From the records below, transcribe only the lines running from the one with "The component shall point out each instance of the ground" through the one with "The component shall point out each instance of the chain". Keep both of those end lines.

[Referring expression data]
──────────────────────────────

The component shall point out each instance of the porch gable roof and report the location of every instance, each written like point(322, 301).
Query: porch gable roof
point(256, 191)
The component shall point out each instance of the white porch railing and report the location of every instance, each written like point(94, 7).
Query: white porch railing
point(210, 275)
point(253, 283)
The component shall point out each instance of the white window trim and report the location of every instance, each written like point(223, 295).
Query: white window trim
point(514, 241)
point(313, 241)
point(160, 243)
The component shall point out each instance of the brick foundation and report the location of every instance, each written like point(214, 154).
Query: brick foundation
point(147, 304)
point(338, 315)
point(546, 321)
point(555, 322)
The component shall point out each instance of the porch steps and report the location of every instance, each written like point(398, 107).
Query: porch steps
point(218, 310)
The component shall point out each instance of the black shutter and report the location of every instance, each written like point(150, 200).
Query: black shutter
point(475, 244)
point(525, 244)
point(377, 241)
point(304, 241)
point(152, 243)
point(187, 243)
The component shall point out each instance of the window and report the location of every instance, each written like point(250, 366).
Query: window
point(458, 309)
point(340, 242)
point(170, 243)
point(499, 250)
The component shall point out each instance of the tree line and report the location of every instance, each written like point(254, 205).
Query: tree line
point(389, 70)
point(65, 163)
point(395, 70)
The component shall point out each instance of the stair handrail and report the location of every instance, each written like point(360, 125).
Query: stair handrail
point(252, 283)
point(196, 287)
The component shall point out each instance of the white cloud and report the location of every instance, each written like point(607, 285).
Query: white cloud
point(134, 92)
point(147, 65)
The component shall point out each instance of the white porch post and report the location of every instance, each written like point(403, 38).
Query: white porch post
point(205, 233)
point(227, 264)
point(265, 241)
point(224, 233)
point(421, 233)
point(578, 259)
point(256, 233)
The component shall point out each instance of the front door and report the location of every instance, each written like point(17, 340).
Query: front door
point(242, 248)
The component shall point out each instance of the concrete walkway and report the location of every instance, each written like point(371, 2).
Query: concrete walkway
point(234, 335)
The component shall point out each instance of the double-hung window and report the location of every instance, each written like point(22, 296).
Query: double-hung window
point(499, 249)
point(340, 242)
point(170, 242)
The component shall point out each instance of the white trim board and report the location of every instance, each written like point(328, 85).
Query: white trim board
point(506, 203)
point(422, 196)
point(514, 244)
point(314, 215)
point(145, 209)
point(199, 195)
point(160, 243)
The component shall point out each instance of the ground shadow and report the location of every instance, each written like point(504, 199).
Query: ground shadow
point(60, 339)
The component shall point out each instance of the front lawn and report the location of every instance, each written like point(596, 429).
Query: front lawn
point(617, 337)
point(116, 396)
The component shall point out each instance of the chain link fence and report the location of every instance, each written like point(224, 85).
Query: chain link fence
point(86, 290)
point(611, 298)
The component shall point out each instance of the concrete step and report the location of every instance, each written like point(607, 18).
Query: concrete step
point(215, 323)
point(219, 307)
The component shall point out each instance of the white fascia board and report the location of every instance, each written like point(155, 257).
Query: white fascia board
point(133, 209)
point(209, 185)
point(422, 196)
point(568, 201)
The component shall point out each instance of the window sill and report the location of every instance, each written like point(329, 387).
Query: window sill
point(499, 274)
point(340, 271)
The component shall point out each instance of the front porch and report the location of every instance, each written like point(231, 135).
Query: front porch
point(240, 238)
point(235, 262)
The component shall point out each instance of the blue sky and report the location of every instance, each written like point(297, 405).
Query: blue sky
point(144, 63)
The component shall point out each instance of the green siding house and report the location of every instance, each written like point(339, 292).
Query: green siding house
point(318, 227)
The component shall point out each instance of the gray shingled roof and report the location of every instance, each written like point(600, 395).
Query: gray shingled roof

──────────────────────────────

→ Answer to this exercise:
The component shall point out each instance of the ground shadow and report the location of every instance, each written like point(504, 199).
Query: ground shadow
point(60, 339)
The component shall point out each instance of the front lawn and report the location of every instance, each written like point(596, 429).
Query: front lawn
point(617, 337)
point(116, 396)
The component shall point out each instance of the chain link fence and report the location of every instance, each written like point(224, 85).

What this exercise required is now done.